• [Cevaplanacak Sorular]
• a. Kıbrıs gezisini anlatan metne göre Girne'de yemek hangi restoranda yenmiştir?
• b. Kıbrıs gezisini anlatan metni son cümlesinden sonra sürdürün.

• [Alıştırma Metni]
----------------

Girne Kalesi gezisinden sonra biraz Girne'nin çarşısından dolaştık. Daha sonra ise dinlenmek için kendimizi  sahil kenarından bulunan bir cafeye attık. Diğer tarihi yerler yürüyüş mesafesinden çok uzakta olduğu için Girne Kalesi'yle yetinmeye karar verdik. Yemeği ise Girne'nin denizine sıfır mesafede konumlandırılmış Eziç Restoran'da yedik. Yemekler oldukça başarılı, fiyatlar ise Türkiye'de benzer restoranlara kıyasla daha uygundu.

Bir sonraki gün ise durağımız Lefkoşa oldu. Ama şansımıza o gün Kıbrıs'ta resmi tatil olduğundan bir çok yer kapalıydı biz de açık olan yerlere uğramakla yetindik. Bunlardan ilki daha önceleri St. Sophia Katedrali olarak kullanıp sonradan Sokullu Mehmet Paşa'nın Kıbrıs'ı fethi ile dönemin padişahı 2. Selim adına camiye çevrilen ve onun adını taşıyan Selimiye Cami'si idi. Caminin karşısında ise St. Nicholas Kilisesi vardı ancak sebebi anlamadığımız bir biçimde ziyarete kapalıydı. Ardından gene Osmanlı zamanında yapılan ve İzmir'de bulunan Kızlar Ağası Hanına çok benzettiğim Büyük Han'ı gezdik. Büyük Han içerisinde kahve, çay içilebilecek mekanlar ve genelde el yapımı ürünlerin satışını gerçekleştiren hediyelik eşyacılar vardı. Ben ise kendime Güray Altun'un atölyesinden seramik el işçiliği şu kolyeyi aldım. Atölyede kolye, küpe takılar olduğu gibi gene seramik ile süslenmiş tablo ve hediyelikler de mevcut. Yolunuz bir gün Büyük Han'a düşerse Güray hanımın atölyesine ve el işçiliği seramik ürünlerine mutlaka göz atın derim. Facebook'ta yer alan bu hesabından ise ürünlerini inceleyebilirsiniz. Büyük Han'ın ardından yakında bulunan Belediye Pazarı'nı gezdik. Belediye Pazarı'nda taze meyve ve sebzeler bulmak mümkün. Diğer yanda şile bezinden birçok giyim ve çantalar da satılıyor. Diğer görmeyi çok istediğimiz Sultan Mahmut Kütüphanesi ve Derviş Paşa Konağı ve Etnografya müzesi ise maalesef kapalı idi. Zaten müzeler ilginç bir şekilde günde sadece bir kaç saat açık. Haftasonları ise tamamen kapalı. Son olarak ise Güney Kıbrıs ile sınırı oluşturan Birleşmiş Milletler kontrolündeki Yeşil Hat'ı görmeye gittik. Güney Kıbrıs'taki rumlar kuzey kesimine rahatlıkla pasaportları ile geçerken, malesef türkler Avrupa Pasaport'u olmadan Güney Kıbrıs'a geçemiyor. Biz de melül melül karşıdan gelen rumları seyretmekle yetindik. Lefkoşa'da dinlence yerimiz ise Gloria Jean's oldu. Zaten çarşıda çok da kahve çay içilebilecek yer yoktu. Aynı zamanda kitap da satılan Gloria Jean's terası ile zaman geçirilebilecek güzel bir mekan. Böylece Kıbrıs gezimizi de sonlandırmış olduk.

----------------

• [İncelenen Kayıtlar]

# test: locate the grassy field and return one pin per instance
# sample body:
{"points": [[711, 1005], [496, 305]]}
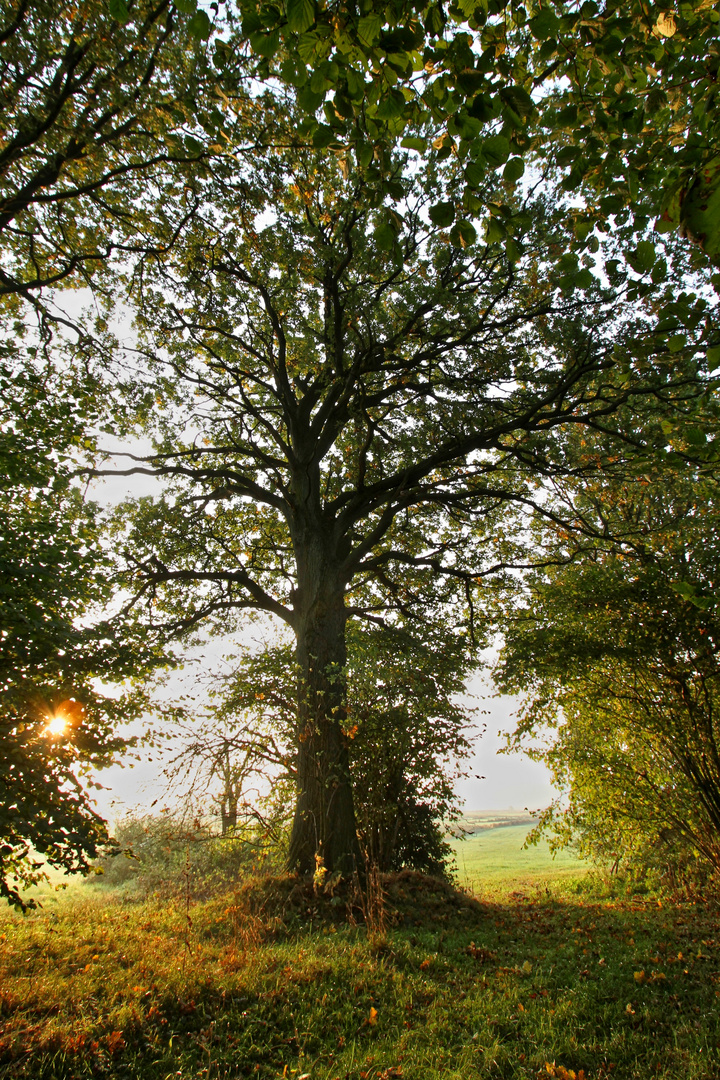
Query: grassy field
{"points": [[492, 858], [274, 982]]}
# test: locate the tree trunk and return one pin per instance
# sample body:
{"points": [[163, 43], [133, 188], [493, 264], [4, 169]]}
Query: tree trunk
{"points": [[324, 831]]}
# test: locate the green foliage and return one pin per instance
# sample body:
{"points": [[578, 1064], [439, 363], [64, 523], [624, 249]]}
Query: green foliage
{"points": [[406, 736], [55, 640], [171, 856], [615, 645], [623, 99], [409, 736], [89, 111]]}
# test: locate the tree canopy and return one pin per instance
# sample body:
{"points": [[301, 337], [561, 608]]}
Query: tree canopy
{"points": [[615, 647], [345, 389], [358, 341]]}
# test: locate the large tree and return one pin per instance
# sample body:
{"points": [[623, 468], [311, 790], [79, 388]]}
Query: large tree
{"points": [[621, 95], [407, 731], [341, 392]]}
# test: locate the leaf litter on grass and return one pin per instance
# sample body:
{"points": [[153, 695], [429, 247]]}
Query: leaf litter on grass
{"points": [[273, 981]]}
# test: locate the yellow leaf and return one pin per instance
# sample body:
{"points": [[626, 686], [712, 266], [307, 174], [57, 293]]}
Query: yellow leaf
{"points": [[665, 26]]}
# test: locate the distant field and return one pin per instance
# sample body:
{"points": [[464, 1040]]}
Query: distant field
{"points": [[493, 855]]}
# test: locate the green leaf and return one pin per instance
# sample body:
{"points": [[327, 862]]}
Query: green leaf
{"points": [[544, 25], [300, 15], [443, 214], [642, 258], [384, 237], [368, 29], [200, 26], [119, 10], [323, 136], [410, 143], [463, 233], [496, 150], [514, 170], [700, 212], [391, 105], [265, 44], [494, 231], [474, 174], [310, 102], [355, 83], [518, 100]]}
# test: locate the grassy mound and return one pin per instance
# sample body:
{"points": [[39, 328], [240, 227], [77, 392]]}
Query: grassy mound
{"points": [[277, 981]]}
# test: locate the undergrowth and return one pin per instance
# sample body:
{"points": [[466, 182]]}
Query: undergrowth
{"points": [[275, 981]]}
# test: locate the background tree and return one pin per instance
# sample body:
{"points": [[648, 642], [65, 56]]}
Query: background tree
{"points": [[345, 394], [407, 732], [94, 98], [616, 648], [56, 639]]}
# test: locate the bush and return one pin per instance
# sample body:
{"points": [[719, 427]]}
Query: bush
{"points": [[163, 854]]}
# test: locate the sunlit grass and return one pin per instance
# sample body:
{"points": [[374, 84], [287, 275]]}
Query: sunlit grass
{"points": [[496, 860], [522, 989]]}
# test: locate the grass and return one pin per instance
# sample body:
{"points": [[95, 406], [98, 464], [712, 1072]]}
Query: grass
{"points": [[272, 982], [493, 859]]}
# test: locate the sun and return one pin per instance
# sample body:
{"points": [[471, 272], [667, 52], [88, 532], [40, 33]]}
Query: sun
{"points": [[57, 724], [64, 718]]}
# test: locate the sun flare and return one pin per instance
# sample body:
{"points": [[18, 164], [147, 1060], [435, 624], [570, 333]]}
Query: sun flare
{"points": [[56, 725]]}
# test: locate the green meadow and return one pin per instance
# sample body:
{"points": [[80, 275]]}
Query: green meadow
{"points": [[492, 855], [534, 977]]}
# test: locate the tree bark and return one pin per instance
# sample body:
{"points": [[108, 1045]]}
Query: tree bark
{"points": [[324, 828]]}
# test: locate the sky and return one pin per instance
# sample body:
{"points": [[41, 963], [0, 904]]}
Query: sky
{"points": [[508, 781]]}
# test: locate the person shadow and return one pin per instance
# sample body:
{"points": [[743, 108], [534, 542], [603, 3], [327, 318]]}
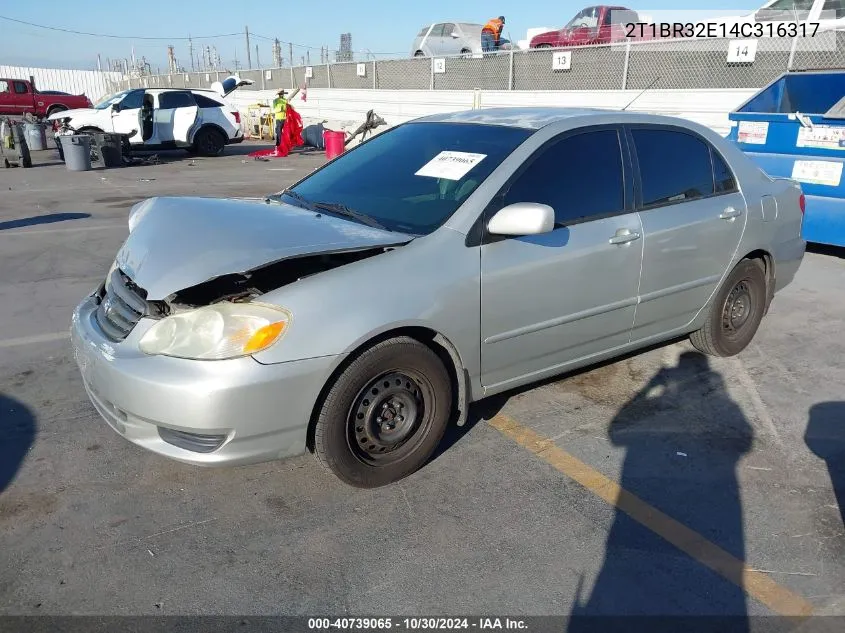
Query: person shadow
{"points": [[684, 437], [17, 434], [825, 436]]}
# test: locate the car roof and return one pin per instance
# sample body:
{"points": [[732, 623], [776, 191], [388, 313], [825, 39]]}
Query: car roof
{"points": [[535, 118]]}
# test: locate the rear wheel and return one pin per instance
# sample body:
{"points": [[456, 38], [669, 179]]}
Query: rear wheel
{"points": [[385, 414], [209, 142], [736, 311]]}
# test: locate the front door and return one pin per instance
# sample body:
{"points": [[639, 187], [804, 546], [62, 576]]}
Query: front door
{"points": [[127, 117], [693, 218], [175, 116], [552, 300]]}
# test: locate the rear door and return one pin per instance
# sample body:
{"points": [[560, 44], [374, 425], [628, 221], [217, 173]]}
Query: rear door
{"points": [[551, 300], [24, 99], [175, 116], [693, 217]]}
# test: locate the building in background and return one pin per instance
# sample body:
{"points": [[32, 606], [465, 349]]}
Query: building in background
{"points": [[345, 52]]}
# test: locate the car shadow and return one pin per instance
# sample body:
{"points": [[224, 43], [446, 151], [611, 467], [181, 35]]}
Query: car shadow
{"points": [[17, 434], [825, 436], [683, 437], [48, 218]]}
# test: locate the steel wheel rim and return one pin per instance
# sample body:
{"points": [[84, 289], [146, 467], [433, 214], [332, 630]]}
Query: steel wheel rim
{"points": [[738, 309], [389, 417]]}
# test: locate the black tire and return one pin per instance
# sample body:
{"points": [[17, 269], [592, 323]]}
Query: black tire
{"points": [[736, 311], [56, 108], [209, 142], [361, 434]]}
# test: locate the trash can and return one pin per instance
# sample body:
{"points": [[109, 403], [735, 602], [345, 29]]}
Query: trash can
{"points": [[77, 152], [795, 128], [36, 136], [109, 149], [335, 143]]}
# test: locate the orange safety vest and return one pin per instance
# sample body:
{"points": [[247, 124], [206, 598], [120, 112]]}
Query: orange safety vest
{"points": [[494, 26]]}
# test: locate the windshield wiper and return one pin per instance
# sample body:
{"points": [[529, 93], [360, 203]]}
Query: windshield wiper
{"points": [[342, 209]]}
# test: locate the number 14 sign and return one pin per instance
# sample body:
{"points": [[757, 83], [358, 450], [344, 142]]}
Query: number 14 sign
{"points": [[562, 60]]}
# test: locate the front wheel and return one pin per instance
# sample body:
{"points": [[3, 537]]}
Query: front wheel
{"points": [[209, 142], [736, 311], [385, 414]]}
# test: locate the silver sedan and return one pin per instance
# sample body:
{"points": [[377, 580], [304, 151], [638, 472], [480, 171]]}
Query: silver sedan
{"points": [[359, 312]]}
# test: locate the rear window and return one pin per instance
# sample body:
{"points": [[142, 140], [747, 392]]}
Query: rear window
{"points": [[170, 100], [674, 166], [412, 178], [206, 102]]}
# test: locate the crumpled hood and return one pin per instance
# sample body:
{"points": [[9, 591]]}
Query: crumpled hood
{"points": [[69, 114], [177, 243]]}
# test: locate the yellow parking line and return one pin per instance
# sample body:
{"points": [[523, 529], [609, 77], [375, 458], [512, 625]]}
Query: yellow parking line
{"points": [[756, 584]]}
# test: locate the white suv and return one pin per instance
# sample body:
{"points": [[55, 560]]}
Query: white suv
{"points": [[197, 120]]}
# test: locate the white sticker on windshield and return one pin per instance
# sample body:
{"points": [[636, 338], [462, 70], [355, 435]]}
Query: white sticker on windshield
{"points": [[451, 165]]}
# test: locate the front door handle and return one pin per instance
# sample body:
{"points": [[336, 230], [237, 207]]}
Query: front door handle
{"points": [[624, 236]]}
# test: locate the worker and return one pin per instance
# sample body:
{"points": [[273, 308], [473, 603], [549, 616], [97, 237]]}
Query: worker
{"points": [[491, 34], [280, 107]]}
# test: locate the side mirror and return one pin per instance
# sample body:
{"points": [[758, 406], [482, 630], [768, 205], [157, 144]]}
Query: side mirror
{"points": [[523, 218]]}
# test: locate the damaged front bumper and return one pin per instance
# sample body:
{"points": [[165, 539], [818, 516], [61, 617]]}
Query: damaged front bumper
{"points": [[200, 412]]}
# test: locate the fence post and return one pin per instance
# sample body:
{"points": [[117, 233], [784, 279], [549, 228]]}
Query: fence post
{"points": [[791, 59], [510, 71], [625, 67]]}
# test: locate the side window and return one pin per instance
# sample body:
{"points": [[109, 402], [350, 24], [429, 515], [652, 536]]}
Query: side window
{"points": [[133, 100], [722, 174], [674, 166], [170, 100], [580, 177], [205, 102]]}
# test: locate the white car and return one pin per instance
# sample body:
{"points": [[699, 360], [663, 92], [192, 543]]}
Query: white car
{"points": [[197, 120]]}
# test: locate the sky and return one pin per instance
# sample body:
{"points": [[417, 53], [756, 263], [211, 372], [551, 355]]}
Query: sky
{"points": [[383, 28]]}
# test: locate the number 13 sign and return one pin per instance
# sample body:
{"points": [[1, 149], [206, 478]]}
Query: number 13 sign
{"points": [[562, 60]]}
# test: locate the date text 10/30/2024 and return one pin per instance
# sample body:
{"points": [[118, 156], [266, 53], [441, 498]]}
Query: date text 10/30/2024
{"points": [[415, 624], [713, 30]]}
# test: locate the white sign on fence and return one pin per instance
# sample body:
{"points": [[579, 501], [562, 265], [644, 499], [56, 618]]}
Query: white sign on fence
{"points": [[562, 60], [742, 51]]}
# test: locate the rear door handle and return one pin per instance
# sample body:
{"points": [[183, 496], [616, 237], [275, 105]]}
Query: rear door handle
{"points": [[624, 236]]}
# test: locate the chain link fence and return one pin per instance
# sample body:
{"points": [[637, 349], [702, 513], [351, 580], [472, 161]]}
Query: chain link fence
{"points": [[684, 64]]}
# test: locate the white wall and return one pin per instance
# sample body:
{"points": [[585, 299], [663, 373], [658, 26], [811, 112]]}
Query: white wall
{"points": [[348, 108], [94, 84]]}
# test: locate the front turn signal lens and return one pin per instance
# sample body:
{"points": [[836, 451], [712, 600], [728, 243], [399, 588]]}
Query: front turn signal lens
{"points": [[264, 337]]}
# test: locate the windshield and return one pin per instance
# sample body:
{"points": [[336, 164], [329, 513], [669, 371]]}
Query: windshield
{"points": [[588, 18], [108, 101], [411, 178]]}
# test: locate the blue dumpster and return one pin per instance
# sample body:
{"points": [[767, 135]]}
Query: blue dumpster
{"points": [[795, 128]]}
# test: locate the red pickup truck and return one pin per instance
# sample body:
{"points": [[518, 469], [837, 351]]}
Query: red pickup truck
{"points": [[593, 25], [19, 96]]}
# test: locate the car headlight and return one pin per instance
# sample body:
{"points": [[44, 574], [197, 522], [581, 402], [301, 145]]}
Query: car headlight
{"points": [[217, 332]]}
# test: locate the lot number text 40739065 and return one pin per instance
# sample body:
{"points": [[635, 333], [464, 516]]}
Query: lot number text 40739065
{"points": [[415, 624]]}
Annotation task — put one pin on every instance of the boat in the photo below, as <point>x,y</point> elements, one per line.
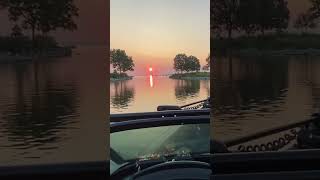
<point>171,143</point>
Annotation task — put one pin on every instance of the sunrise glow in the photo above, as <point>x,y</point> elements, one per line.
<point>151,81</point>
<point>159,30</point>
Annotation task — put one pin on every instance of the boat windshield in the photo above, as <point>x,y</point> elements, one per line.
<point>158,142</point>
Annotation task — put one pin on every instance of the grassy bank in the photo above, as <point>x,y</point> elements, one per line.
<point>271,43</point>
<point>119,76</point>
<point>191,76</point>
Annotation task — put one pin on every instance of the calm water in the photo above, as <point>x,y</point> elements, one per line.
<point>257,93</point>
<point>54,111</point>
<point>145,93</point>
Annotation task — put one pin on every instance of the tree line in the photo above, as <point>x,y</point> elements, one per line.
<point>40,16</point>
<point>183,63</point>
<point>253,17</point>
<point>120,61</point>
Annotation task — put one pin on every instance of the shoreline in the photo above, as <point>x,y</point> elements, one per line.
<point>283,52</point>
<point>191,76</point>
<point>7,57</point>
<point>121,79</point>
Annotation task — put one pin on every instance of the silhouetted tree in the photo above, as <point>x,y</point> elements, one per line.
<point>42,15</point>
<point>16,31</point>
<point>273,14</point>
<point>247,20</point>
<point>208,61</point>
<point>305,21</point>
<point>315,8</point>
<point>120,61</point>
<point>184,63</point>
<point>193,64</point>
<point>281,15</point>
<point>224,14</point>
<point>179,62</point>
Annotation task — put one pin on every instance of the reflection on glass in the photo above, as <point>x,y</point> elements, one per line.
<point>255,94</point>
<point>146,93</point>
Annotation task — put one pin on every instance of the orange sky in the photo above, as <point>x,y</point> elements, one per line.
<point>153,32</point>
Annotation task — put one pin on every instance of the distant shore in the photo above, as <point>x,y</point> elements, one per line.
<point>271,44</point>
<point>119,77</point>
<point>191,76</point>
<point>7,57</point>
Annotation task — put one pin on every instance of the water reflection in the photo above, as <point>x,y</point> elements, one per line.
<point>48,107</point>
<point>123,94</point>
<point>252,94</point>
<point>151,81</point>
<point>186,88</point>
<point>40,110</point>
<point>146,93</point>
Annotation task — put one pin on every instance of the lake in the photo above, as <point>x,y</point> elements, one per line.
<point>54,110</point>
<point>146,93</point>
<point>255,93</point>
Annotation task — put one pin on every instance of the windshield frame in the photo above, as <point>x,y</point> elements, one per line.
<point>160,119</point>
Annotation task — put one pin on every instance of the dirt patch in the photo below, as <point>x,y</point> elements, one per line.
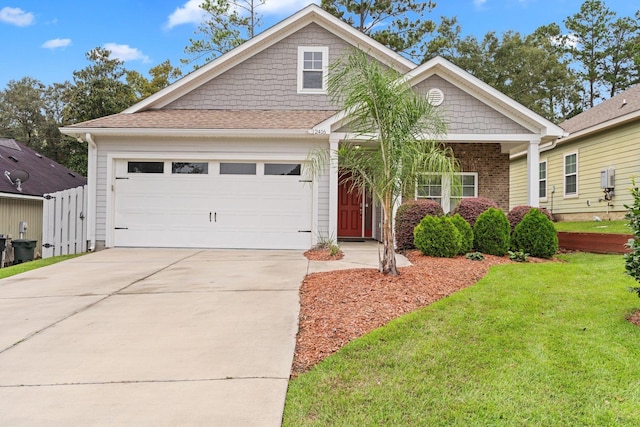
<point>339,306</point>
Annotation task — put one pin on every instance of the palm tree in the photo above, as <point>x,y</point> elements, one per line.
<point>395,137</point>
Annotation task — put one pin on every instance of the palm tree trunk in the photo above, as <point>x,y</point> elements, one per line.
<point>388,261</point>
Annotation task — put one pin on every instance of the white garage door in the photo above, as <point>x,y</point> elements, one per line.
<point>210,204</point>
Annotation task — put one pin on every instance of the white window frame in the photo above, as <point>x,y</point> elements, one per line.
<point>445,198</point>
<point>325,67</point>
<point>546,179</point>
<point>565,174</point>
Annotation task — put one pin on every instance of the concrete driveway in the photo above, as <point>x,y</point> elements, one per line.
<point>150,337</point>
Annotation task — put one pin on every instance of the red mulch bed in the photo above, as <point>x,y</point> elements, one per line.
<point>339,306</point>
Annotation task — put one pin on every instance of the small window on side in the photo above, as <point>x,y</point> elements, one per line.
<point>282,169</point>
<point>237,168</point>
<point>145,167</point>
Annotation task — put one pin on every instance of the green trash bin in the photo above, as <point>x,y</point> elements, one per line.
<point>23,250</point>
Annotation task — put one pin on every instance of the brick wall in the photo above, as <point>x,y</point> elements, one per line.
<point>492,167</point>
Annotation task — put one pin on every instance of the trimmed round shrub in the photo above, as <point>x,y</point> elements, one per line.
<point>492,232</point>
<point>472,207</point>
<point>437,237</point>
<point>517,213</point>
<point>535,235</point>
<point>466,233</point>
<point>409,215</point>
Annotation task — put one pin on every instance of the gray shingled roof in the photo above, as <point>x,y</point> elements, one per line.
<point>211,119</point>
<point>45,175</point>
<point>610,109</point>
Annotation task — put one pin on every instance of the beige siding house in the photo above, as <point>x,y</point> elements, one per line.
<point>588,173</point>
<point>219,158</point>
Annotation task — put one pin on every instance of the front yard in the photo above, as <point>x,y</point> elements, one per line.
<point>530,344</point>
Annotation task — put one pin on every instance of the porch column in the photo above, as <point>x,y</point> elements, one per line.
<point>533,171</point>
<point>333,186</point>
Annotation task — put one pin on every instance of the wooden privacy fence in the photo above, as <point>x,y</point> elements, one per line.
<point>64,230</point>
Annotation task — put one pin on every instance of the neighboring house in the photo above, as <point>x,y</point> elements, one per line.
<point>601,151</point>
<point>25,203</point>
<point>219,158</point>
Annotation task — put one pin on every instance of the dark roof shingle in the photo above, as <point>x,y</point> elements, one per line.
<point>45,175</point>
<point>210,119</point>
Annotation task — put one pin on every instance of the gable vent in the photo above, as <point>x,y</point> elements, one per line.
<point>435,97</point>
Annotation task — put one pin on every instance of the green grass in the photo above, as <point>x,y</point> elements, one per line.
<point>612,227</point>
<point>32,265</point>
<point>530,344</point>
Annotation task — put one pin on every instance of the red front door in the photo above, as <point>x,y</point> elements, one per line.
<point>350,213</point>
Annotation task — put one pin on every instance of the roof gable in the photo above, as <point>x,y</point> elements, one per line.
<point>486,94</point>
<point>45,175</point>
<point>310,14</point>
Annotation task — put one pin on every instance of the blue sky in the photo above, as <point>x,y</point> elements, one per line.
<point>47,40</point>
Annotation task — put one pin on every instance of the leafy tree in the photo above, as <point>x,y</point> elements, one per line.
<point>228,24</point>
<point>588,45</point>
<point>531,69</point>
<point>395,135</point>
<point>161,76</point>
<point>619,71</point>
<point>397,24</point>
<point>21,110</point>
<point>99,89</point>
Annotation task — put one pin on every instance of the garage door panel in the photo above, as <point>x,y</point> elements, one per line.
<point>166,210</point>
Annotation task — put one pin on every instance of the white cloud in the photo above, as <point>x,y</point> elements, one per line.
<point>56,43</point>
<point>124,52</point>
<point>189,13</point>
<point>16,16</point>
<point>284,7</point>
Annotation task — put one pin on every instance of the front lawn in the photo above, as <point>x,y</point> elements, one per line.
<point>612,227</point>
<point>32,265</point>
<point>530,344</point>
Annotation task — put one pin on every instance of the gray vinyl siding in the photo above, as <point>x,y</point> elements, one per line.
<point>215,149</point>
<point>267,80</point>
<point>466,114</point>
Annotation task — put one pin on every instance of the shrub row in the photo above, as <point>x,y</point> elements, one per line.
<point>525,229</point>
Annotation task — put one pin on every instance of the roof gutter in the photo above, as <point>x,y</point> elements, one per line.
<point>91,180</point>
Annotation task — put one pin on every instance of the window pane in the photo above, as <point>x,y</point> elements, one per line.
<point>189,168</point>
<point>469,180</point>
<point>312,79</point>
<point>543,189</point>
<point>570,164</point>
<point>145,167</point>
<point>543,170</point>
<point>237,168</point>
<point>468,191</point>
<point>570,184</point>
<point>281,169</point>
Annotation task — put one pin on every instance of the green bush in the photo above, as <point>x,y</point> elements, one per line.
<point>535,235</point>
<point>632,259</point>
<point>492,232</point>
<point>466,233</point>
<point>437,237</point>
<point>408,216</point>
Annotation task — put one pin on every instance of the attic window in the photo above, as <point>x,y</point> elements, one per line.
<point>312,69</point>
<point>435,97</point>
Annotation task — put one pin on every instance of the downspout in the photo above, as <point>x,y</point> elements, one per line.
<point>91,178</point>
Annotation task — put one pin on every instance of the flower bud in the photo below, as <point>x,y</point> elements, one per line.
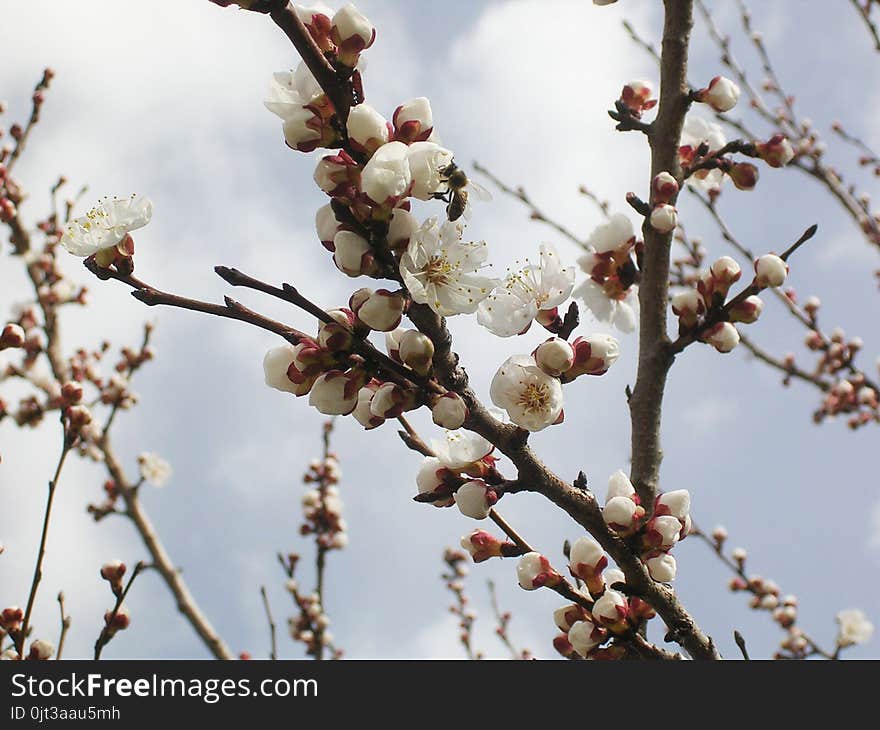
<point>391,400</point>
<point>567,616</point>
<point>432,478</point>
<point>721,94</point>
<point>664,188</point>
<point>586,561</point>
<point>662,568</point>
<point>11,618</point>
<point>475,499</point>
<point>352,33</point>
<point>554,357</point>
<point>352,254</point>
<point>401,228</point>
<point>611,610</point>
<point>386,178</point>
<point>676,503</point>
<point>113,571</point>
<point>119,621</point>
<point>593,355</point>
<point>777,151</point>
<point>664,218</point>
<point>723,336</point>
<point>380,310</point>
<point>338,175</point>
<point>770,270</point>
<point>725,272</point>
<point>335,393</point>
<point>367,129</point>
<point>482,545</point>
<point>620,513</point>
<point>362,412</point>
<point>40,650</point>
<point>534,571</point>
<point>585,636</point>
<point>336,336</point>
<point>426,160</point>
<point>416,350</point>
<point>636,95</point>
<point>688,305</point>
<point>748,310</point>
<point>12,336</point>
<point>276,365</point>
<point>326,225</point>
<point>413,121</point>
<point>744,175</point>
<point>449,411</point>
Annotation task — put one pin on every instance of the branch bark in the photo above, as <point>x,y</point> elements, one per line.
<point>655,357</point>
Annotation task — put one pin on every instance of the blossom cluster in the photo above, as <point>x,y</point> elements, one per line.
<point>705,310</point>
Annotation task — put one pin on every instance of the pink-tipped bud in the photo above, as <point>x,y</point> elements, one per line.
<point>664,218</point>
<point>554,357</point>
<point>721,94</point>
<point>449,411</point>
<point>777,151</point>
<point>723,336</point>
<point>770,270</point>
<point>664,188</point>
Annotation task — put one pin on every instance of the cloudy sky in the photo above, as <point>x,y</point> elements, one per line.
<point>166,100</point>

----------------

• [Verilen Cevaplar]
• a. Yemek, Girne'nin denizine sıfır mesafedeki Eziç Restoran'da yenmiştir.

• b.
Tatilimizin dördüncü gününde ya hava çarpmasından ya da yedik, içtiklerimizinden rahatsızlandık. İşin ilginci ise koskoca hotelde revir hizmetinin olmaması idi. Kıbrıs'ta sağlık sisteminin işimiz düşünce ne kadar vahim olduğunu da görmüş olduk. Nöbetçi eczaneler sadece gece 12'ye kadar hizmet verirken, hastanelerde ise acil nöbetinde doktorların bulunmadığı bize söylendi. Acilde durumunuzu çok vahim bulurlarsa hemşireler serum ya da iğne vuruyorlarmış.

Kıbrıs'ta diğer ilgimizi çeken şeyler ise....Çeşmeden artezyen deniz suyunun akması (tuzlu tuzlu), içme su fiyatlarının yüksekliği ve çoğunun artezyen olması (Türkiye'nin üç katı civarı), Türkiye'deki Vodafone'un orda halen Telsim adı ile geçmesi (geçmişe gitmiş gibi olduk resmen), her yerde gezinen Afrika'lılar, alkolden vergi kesilmediğinden alkol fiyatlarının düşüklüğü ve gene alkol reklamlarının serbest olması, yeme-içme fiyatları genel olarak uygun, adım başı kumarhanelerin bulunması ve de herhalde en önemlisi direksiyonlar İngiltere usulü ve yeri sağda, trafik ise tersten akıyor. Araçların vergi düşüklüğünden dolayı taksi dolmuşların markası bile Mercedes ve BMW, insan gerçekten hayret ediyor. Kıbrıslıların konuşmaları ise çok eğlenceli. Oturup esnafa kulak kabartarak bu ilginç türkçe aksanını dinlemek insana zevk veriyor.

Özetle sonu hastalıktan dolayı kötü bitse de Kıbrıs bizim için eğlenceli bir deneyim oldu. Umarım bir gün tekrar oralara yolumuz düşer ve bu sefer gidemediğimiz yerlere de uğrama şansımız olur. Belki şansımıza o zamana açık olurlar kim bilir.